-------- Provided information

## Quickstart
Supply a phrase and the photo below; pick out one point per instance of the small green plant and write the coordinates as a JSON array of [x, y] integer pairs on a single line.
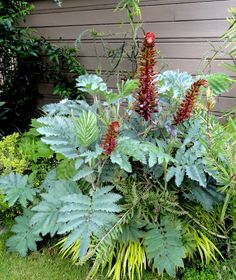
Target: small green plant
[[129, 191]]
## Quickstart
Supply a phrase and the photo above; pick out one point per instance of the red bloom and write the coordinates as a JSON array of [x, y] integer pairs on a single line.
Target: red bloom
[[109, 139], [146, 99], [187, 105]]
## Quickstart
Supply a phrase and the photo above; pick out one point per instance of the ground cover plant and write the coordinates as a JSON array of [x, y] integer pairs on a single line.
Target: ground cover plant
[[141, 179]]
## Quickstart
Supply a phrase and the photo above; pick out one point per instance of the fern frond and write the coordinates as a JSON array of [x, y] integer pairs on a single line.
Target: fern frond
[[163, 245]]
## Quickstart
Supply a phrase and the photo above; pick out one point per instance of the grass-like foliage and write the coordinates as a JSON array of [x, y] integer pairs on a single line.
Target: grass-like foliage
[[151, 187]]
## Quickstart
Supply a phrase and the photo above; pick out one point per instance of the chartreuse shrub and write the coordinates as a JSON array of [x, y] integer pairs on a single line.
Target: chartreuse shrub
[[140, 190]]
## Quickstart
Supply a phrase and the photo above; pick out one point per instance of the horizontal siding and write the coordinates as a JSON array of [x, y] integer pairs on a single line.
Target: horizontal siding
[[184, 31]]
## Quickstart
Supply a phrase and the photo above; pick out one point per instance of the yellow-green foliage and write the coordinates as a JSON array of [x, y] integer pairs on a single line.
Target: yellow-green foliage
[[11, 160]]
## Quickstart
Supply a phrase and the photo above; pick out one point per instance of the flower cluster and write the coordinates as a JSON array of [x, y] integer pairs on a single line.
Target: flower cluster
[[187, 105], [146, 99], [109, 139]]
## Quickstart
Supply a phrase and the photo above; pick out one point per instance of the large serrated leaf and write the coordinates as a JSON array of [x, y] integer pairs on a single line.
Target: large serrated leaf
[[163, 245], [17, 189], [86, 128], [60, 133], [24, 237], [84, 215], [122, 160], [82, 173], [46, 213]]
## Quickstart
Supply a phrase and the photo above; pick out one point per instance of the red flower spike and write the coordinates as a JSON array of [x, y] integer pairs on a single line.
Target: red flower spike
[[109, 139], [187, 105], [146, 99]]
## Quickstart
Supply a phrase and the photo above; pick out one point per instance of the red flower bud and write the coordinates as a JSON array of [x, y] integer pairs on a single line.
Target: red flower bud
[[146, 99], [187, 105]]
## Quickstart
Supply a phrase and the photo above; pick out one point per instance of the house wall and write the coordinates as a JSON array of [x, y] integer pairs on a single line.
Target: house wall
[[185, 29]]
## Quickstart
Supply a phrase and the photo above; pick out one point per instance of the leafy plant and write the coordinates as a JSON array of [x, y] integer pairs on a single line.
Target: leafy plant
[[138, 190], [163, 245], [25, 238]]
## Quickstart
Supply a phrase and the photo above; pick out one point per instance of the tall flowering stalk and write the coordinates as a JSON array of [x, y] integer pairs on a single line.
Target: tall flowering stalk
[[187, 105], [146, 99], [109, 139]]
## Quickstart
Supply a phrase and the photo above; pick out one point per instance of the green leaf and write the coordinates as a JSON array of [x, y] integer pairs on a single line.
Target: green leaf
[[82, 173], [196, 173], [163, 245], [17, 189], [155, 154], [25, 237], [66, 169], [131, 231], [84, 215], [92, 84], [122, 160], [179, 175], [87, 129], [60, 133], [46, 213], [207, 197], [219, 83], [132, 148]]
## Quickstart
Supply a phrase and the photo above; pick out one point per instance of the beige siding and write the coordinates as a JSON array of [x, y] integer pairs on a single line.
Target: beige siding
[[184, 31]]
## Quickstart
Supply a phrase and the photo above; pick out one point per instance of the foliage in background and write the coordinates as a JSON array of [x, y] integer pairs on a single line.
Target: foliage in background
[[22, 67], [115, 56], [121, 184]]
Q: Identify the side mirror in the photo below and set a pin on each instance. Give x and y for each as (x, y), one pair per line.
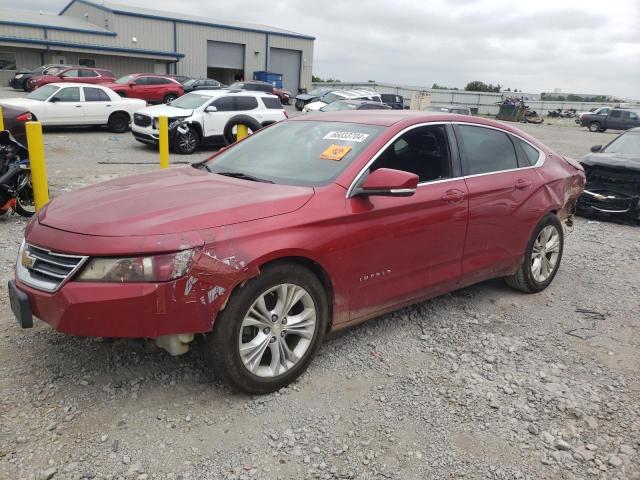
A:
(387, 182)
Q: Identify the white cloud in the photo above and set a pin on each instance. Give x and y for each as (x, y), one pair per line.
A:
(575, 45)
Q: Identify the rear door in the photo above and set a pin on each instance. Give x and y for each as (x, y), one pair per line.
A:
(501, 178)
(409, 247)
(97, 106)
(630, 119)
(614, 120)
(65, 107)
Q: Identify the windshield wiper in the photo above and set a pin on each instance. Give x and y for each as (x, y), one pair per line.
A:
(243, 176)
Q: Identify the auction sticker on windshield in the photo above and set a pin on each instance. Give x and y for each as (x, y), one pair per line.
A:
(346, 136)
(335, 152)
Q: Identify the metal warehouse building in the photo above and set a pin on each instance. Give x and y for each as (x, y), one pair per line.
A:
(129, 39)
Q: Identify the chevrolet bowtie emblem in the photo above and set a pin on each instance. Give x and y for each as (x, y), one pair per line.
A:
(27, 261)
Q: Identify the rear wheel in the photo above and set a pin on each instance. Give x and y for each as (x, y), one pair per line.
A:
(542, 257)
(118, 122)
(270, 329)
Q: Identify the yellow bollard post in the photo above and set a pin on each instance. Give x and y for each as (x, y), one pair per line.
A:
(35, 143)
(241, 132)
(163, 140)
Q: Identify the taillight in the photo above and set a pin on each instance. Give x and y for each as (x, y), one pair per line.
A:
(25, 117)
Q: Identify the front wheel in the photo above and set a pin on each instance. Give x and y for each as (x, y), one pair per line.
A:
(542, 257)
(186, 143)
(25, 202)
(270, 329)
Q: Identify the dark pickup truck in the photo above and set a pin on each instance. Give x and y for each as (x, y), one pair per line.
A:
(616, 119)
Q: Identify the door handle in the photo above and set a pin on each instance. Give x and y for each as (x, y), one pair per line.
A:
(452, 196)
(523, 183)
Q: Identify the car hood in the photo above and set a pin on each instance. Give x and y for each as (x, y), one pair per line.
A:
(25, 103)
(169, 201)
(613, 160)
(167, 110)
(314, 106)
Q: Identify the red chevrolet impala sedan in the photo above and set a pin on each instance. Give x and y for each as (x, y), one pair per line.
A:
(307, 226)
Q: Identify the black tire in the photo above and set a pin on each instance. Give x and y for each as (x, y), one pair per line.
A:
(186, 143)
(251, 124)
(595, 127)
(118, 122)
(25, 204)
(222, 352)
(523, 279)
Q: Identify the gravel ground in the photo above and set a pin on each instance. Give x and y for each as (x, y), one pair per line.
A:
(481, 383)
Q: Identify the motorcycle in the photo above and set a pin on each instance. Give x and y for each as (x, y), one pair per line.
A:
(16, 190)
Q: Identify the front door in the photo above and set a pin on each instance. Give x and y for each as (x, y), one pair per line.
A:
(65, 107)
(503, 185)
(409, 247)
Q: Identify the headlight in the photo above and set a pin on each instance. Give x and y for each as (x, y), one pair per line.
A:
(156, 268)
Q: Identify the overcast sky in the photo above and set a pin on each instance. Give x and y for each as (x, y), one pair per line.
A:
(580, 46)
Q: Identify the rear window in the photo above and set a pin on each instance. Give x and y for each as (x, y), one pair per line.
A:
(272, 102)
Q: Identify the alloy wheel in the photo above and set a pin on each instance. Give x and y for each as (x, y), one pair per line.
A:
(545, 253)
(277, 330)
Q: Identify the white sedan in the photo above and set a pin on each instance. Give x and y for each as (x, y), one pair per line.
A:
(79, 104)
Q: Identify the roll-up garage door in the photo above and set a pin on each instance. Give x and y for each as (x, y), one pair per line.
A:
(225, 55)
(286, 62)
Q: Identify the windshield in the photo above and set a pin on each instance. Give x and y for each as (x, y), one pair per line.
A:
(53, 70)
(626, 144)
(332, 107)
(331, 97)
(316, 92)
(308, 153)
(126, 79)
(190, 101)
(43, 93)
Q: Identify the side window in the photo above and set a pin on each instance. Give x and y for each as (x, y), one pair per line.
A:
(487, 150)
(71, 74)
(88, 73)
(272, 103)
(423, 151)
(246, 103)
(531, 154)
(224, 104)
(71, 94)
(95, 95)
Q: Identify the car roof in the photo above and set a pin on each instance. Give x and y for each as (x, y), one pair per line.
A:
(225, 91)
(75, 84)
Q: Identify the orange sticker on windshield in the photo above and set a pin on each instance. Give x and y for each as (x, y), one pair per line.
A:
(335, 152)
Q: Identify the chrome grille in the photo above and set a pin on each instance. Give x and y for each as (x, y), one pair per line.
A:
(44, 269)
(141, 120)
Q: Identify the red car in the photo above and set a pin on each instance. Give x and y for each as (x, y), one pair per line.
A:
(149, 87)
(72, 74)
(310, 225)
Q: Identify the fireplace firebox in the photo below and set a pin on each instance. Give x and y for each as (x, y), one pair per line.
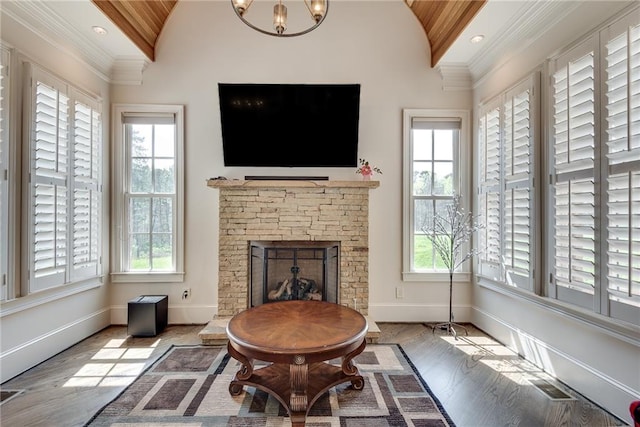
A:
(293, 270)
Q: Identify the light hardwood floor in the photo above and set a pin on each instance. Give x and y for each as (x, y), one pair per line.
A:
(479, 382)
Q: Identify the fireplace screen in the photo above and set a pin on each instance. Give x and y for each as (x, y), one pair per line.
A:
(293, 271)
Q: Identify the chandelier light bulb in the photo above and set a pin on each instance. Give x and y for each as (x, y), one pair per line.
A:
(317, 10)
(280, 18)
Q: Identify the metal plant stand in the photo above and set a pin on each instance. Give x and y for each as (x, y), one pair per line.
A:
(449, 326)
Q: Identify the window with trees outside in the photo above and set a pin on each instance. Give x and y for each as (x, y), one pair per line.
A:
(433, 143)
(150, 205)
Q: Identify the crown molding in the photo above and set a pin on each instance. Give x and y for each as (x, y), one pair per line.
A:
(43, 21)
(128, 71)
(455, 77)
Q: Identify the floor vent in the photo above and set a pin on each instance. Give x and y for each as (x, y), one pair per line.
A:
(6, 395)
(551, 391)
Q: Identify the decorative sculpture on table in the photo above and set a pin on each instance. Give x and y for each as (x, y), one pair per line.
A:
(449, 232)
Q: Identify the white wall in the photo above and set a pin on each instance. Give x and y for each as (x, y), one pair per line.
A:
(597, 361)
(36, 327)
(204, 43)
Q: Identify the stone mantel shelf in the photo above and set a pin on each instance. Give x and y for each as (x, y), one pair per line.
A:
(237, 183)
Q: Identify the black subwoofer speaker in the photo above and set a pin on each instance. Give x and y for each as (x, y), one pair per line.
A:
(147, 315)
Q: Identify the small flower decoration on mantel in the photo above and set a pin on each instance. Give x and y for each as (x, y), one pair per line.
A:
(366, 170)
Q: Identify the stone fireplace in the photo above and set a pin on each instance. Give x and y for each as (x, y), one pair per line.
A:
(293, 270)
(303, 212)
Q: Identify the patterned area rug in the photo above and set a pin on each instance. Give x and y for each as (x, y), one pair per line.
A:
(190, 386)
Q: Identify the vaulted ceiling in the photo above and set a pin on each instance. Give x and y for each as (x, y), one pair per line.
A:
(142, 20)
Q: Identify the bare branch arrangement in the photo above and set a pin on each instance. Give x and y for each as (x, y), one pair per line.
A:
(449, 234)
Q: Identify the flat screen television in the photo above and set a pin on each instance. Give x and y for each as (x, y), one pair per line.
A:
(289, 125)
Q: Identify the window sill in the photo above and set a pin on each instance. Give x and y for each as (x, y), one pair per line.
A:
(413, 276)
(147, 277)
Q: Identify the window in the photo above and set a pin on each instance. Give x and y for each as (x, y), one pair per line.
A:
(4, 171)
(622, 126)
(434, 141)
(595, 173)
(506, 131)
(150, 201)
(65, 188)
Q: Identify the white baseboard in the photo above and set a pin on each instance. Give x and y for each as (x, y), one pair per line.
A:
(16, 360)
(418, 313)
(591, 383)
(177, 314)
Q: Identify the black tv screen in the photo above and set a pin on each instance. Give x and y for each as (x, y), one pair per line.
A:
(289, 125)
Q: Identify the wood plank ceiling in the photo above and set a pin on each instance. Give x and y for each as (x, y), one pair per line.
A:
(142, 20)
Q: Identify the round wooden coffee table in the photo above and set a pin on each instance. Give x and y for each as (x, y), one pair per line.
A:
(298, 337)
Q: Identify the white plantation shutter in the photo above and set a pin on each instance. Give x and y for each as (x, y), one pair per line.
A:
(65, 183)
(622, 124)
(49, 180)
(4, 170)
(573, 176)
(86, 189)
(489, 194)
(518, 186)
(505, 133)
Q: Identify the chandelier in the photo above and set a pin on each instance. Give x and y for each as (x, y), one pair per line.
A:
(315, 9)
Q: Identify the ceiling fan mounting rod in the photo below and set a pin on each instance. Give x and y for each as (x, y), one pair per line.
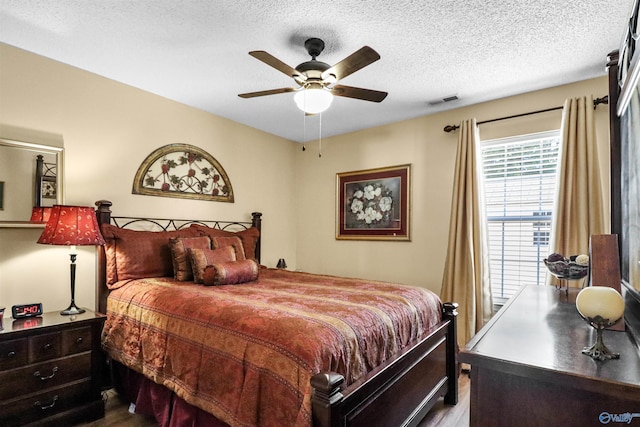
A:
(314, 46)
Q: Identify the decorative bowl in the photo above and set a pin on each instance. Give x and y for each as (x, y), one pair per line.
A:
(566, 269)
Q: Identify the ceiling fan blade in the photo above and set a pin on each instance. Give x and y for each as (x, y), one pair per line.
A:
(359, 93)
(274, 62)
(266, 92)
(352, 63)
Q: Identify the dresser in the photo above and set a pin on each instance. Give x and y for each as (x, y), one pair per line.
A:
(50, 368)
(527, 368)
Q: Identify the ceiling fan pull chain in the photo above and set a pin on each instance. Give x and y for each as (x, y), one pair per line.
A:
(320, 139)
(304, 131)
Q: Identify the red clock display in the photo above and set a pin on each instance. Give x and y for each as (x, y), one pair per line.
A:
(26, 310)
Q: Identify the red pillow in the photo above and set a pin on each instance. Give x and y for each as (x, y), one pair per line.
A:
(200, 258)
(249, 237)
(135, 254)
(230, 273)
(234, 242)
(182, 270)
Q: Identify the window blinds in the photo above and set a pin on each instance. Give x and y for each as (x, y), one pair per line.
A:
(520, 185)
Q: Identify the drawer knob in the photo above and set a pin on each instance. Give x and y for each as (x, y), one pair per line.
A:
(44, 406)
(48, 377)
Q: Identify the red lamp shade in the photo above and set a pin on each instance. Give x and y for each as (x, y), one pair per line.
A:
(72, 226)
(40, 214)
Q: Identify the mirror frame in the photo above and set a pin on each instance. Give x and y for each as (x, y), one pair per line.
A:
(39, 148)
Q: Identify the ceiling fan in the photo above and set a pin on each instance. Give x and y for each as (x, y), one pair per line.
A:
(316, 79)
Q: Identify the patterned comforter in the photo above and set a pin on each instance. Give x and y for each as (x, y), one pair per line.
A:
(245, 353)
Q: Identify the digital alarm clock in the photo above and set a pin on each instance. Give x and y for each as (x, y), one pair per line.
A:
(26, 310)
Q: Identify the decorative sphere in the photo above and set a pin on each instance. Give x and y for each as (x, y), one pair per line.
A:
(600, 301)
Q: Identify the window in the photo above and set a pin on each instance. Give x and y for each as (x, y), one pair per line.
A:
(520, 185)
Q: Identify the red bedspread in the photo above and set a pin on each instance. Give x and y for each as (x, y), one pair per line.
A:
(246, 353)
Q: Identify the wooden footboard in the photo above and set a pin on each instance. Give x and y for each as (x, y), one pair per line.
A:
(398, 393)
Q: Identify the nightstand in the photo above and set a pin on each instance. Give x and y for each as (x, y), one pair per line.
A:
(50, 369)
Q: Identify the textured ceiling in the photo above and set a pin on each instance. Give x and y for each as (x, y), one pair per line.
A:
(196, 51)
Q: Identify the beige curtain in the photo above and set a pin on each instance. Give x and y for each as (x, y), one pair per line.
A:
(466, 272)
(580, 210)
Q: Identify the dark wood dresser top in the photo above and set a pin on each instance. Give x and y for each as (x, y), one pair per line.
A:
(540, 329)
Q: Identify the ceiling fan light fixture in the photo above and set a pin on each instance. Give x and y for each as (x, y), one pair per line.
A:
(313, 100)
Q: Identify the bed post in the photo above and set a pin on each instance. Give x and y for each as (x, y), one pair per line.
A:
(103, 214)
(326, 398)
(256, 221)
(450, 313)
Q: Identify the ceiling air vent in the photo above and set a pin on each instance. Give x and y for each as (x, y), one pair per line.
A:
(443, 100)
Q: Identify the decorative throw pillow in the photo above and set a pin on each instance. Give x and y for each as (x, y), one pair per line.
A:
(249, 237)
(234, 242)
(135, 254)
(200, 258)
(230, 273)
(181, 262)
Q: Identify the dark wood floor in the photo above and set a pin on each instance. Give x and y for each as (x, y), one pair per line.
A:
(117, 412)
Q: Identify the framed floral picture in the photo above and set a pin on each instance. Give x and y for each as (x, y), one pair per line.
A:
(374, 204)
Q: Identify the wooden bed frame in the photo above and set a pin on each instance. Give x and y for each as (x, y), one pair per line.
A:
(398, 393)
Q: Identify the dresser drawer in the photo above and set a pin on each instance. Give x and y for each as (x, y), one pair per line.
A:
(35, 407)
(45, 347)
(41, 376)
(76, 340)
(13, 353)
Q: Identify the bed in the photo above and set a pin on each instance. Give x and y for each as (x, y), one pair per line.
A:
(251, 345)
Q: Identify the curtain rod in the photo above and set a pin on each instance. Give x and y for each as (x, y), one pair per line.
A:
(596, 102)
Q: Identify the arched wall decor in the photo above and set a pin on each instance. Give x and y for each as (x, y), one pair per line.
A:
(183, 171)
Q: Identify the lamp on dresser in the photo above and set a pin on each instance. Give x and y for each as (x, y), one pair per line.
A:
(72, 226)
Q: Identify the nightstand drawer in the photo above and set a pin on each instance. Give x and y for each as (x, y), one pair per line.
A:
(41, 376)
(13, 353)
(36, 407)
(45, 347)
(76, 340)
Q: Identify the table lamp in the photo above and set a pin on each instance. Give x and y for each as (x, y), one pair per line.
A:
(600, 306)
(72, 226)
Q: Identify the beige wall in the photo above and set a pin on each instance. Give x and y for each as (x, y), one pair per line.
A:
(109, 128)
(431, 152)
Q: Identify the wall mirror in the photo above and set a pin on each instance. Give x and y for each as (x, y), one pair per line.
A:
(31, 175)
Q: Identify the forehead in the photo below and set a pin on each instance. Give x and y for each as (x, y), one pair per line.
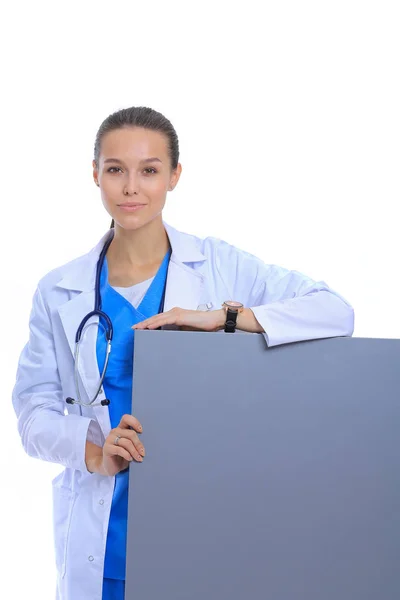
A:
(134, 143)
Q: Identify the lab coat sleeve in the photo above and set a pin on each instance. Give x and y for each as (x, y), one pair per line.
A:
(289, 306)
(46, 432)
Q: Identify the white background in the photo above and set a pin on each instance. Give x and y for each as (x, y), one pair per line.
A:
(288, 119)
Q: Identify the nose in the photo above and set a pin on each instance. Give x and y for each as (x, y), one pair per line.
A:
(131, 186)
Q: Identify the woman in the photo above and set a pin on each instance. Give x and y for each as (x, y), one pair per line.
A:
(135, 165)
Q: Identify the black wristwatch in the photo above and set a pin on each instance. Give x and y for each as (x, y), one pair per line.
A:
(232, 309)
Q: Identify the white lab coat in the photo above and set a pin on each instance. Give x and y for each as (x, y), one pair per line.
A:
(288, 305)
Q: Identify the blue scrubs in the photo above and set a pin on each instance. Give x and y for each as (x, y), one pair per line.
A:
(118, 388)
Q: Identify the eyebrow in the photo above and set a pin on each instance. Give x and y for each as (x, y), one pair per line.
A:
(145, 160)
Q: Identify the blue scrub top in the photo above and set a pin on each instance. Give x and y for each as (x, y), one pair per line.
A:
(118, 389)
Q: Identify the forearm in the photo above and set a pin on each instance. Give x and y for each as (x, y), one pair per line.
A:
(94, 458)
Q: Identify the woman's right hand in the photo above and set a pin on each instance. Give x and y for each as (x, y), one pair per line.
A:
(113, 458)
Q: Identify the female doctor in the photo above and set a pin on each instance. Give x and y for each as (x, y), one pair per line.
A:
(150, 276)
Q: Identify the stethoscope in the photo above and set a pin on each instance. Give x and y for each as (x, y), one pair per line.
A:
(108, 330)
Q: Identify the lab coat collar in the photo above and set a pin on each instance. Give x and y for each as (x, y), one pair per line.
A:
(80, 274)
(184, 288)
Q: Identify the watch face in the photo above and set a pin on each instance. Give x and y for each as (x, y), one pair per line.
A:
(233, 304)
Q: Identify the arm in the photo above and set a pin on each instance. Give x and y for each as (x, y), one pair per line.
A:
(46, 432)
(285, 306)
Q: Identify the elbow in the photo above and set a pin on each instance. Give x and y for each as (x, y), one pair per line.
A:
(341, 314)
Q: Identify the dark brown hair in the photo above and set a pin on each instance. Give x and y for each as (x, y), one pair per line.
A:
(139, 116)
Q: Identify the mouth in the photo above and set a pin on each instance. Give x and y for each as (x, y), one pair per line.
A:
(130, 206)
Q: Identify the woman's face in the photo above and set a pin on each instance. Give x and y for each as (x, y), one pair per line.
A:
(134, 168)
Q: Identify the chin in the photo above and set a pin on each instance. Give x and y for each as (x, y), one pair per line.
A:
(132, 222)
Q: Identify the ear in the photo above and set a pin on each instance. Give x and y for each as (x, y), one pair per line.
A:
(95, 174)
(176, 173)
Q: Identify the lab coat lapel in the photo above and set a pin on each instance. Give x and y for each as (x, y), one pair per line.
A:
(184, 286)
(71, 314)
(184, 289)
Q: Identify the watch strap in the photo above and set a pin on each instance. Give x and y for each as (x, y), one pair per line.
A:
(231, 318)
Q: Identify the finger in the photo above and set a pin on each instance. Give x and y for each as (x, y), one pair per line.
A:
(156, 322)
(168, 318)
(113, 450)
(127, 434)
(131, 448)
(128, 421)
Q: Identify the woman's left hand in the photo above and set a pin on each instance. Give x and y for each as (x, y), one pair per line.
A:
(190, 320)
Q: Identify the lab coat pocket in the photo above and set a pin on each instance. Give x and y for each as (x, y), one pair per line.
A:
(63, 504)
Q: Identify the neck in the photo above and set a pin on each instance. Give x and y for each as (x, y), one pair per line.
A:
(140, 247)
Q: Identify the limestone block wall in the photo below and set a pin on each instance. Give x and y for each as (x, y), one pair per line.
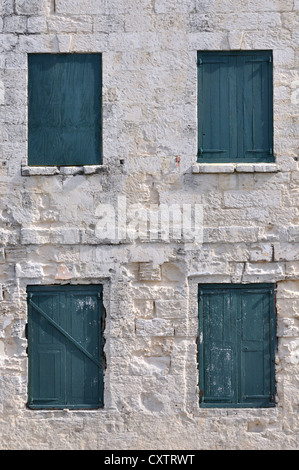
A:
(50, 219)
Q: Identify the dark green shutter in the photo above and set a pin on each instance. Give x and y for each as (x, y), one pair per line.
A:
(65, 347)
(236, 347)
(64, 109)
(235, 116)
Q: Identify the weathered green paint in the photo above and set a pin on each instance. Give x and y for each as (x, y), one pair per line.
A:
(235, 100)
(64, 109)
(236, 345)
(65, 347)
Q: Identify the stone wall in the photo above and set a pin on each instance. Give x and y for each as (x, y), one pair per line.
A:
(49, 222)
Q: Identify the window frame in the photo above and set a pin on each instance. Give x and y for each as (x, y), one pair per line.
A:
(202, 154)
(202, 364)
(66, 357)
(35, 160)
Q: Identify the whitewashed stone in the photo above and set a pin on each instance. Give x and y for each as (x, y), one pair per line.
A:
(48, 221)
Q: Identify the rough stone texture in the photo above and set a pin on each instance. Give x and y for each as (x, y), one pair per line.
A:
(49, 220)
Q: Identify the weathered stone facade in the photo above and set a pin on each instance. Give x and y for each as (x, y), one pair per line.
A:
(49, 221)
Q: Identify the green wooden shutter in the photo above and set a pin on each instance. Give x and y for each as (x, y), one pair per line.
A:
(65, 347)
(236, 348)
(235, 115)
(64, 109)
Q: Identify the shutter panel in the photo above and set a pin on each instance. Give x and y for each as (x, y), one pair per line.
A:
(46, 354)
(219, 348)
(235, 115)
(236, 349)
(255, 106)
(215, 112)
(255, 350)
(65, 347)
(64, 101)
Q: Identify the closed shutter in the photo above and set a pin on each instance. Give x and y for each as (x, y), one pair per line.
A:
(236, 353)
(235, 106)
(65, 347)
(64, 109)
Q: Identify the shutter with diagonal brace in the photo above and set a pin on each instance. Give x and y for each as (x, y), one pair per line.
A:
(65, 346)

----------------

> **Your instructions**: Search the entries above for the string "screen", and report each line where it occurs.

> **Solution for this exercise**:
Q: Identify the fireplace screen in the photo above and set a pin on each instance. Give x and y for each as (x, y), one pair per line.
Q: Identify the flat screen television in the photo above and set a pin on each instance. Give x and y for each as (x, y), one pair per line.
Q: Identify the black tv screen in the photo above and set a pin on each instance. Give x and y for each as (x, y), one pair per line.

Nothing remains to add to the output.